[Records of labeled points]
— START —
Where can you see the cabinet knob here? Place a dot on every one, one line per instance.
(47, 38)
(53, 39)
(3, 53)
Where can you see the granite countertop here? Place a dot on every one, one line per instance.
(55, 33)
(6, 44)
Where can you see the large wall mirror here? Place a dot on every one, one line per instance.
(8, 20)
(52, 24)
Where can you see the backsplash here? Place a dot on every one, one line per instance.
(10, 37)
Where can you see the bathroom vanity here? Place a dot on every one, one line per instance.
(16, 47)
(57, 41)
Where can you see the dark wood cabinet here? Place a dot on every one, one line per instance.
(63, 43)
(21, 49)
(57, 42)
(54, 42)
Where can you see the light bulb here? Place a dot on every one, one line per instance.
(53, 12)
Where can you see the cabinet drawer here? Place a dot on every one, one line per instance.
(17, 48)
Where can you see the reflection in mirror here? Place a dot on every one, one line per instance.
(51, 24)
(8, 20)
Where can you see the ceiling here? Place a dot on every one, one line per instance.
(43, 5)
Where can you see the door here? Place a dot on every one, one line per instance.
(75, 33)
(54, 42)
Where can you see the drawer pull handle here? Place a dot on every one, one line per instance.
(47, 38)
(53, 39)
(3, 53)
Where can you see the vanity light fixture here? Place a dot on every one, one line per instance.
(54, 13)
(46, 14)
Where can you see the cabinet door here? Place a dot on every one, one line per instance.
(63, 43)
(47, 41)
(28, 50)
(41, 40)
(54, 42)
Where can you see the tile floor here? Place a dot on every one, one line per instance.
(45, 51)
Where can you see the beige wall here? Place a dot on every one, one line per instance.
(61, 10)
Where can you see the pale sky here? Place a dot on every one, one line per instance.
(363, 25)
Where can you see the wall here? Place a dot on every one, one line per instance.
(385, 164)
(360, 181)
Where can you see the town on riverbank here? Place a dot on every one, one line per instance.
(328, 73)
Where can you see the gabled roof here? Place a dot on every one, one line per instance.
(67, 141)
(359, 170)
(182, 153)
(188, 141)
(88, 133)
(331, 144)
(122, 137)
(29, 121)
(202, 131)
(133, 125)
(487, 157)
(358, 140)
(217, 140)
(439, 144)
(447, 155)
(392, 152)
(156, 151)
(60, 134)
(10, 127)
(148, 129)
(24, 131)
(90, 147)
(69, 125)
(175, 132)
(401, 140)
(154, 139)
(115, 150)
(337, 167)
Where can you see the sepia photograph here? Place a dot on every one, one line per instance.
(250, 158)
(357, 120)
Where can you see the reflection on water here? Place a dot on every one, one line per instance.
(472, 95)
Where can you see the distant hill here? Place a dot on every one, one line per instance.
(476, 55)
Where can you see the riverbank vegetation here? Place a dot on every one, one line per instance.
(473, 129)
— END —
## WHAT TO PRODUCE
Shift the listing above from the line with "Where can you see the cabinet drawer" through the end, writing out every line in that span, not only the coordinate lines. Add -109 to each number in every coordinate pair.

## SOLVED PROBLEM
Where can you see the cabinet drawer here? Place a dot on every one, one line per instance.
(-92, -61)
Where can you see the reflection in mirror here? Place a dot on every one, one line per instance.
(-58, -85)
(-101, -89)
Where can you see the ceiling here? Place a dot on every one, one line per instance.
(-66, -104)
Where can you see the door here? Place a dot on every one, one line per instance.
(-34, -76)
(-55, -67)
Where can you see the drawer pull handle here? Place a dot on every one, one line per instance.
(-62, -71)
(-56, -70)
(-106, -56)
Where can you see the vanity light fixture here? Place a dot on every one, one line per instance.
(-55, -96)
(-63, -95)
Where can you see the cabinet door here? Place a dot on every one, one line per instance.
(-46, -66)
(-62, -68)
(-81, -59)
(-68, -69)
(-55, -67)
Where can you see the tile floor here? Place a dot on every one, one line per instance.
(-64, -58)
Where can you see the beige wall here? Place a dot on every one, one line per instance.
(-48, -99)
Where can you see the pale sky here? Place a dot on every one, one line per instance.
(254, -84)
Where can you see the wall here? Place a dot on every one, one line per instance.
(276, 55)
(251, 72)
Where can you see the town on riverbank here? Place a dot on every one, one line per instance.
(219, -36)
Where can you see the gabled roof here? Place a dot on every one, one line per instance.
(-42, 32)
(250, 61)
(73, 44)
(79, 32)
(-21, 24)
(222, 35)
(13, 28)
(-80, 12)
(93, 22)
(24, 16)
(378, 48)
(249, 31)
(108, 31)
(330, 35)
(338, 46)
(283, 43)
(47, 42)
(-49, 25)
(-99, 18)
(39, 20)
(-85, 22)
(-19, 38)
(-40, 16)
(66, 23)
(292, 31)
(45, 30)
(6, 41)
(228, 58)
Where can you see the sepia photograph here? Place a dot on every one, one line per instance.
(141, 49)
(248, 11)
Where can you see the reflection on water here? Place a dot on every one, one line per instance.
(363, -14)
Where can you see the distant hill here? Place a dot on every one, one line per instance.
(367, -54)
Where can you see the riverbank vegetation here? Place a dot on every one, one line per instance.
(364, 20)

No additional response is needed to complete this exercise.